- WHAT TO WORK ON -
Count the lines in the records that contain the string "background", treating case as significant, and give only that number.

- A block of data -
++++++++++++++++++++

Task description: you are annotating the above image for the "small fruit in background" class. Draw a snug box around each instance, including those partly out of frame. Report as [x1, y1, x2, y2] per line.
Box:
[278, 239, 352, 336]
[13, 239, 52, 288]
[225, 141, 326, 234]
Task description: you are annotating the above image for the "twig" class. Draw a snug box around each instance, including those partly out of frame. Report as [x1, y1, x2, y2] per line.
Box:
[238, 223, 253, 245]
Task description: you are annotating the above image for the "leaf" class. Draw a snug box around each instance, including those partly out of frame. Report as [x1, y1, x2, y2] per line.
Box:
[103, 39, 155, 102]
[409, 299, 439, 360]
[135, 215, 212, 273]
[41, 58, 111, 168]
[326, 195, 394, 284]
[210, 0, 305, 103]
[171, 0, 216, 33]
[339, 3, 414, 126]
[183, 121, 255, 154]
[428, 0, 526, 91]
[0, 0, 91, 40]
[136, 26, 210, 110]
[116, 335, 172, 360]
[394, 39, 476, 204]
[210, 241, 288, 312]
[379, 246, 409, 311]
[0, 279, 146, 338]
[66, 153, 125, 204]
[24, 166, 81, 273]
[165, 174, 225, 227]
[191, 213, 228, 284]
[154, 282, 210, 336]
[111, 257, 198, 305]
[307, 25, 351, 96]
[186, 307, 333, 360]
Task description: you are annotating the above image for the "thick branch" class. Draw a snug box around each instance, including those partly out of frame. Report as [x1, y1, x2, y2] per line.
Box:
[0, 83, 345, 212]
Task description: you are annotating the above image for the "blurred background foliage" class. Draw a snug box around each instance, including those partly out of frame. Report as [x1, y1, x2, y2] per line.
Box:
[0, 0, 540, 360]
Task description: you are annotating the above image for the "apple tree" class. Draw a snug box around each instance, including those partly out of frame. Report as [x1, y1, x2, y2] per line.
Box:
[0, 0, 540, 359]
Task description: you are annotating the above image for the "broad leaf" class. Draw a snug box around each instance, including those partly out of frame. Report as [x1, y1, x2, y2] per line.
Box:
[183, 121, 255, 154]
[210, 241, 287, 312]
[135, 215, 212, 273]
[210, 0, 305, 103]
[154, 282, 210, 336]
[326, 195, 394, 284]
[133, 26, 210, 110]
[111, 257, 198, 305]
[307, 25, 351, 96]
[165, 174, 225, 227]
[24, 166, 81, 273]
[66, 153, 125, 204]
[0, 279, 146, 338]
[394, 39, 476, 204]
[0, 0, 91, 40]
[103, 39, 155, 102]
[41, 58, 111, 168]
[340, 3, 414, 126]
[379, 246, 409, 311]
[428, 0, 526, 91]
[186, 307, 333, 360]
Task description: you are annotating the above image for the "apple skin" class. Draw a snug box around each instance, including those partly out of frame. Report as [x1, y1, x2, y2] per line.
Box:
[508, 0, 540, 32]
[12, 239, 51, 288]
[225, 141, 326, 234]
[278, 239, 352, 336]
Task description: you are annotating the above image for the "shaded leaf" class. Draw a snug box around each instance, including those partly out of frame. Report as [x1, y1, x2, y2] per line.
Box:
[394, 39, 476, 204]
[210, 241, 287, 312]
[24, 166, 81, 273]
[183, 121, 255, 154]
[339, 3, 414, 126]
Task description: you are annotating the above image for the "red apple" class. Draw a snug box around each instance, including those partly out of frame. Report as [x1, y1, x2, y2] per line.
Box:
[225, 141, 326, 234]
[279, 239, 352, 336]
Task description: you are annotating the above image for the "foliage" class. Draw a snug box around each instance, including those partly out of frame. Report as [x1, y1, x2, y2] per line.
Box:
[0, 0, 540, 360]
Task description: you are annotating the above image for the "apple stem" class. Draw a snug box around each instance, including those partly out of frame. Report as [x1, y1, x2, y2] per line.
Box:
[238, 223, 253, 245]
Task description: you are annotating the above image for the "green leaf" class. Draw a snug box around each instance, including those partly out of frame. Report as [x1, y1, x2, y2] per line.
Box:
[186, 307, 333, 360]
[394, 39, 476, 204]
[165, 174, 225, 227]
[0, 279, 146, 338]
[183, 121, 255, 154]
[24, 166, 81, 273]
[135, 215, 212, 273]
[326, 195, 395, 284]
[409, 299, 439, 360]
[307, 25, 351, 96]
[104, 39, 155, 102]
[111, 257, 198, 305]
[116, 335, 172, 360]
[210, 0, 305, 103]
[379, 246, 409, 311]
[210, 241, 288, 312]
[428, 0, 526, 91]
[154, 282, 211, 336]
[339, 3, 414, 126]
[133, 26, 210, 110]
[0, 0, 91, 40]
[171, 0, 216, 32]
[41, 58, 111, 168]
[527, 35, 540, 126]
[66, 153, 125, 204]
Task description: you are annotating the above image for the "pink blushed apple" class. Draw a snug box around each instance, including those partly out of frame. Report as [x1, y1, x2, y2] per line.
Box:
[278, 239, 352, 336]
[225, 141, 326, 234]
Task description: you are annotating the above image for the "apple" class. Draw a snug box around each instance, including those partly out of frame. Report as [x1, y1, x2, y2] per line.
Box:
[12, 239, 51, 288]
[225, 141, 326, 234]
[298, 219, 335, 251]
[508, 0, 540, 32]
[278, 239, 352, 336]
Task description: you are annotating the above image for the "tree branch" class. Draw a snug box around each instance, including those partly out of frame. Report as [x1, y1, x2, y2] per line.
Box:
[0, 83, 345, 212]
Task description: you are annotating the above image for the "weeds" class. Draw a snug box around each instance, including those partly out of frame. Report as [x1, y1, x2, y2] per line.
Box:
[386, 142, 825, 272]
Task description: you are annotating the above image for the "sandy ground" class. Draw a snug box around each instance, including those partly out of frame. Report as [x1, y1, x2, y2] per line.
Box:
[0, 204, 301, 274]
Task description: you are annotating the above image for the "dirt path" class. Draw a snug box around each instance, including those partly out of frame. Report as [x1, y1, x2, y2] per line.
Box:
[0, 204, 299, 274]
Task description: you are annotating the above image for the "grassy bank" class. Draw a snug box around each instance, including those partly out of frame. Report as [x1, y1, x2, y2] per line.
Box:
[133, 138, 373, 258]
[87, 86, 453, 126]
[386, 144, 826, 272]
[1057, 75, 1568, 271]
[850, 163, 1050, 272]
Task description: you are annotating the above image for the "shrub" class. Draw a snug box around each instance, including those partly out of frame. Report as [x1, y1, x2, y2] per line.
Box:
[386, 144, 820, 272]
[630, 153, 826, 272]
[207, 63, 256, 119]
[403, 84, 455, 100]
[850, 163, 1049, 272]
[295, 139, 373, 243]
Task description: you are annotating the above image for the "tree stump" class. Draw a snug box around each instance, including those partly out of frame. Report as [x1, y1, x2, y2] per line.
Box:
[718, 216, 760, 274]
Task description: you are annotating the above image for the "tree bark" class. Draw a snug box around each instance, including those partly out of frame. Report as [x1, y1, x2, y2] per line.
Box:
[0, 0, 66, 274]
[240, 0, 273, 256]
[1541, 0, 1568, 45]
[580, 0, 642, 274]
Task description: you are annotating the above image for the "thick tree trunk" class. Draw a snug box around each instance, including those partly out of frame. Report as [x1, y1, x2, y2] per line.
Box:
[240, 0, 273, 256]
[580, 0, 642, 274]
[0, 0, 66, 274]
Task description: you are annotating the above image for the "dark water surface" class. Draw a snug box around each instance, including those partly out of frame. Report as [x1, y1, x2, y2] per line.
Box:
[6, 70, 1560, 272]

++++++++++++++++++++

- ANSWER TO THIS EXERCISE -
2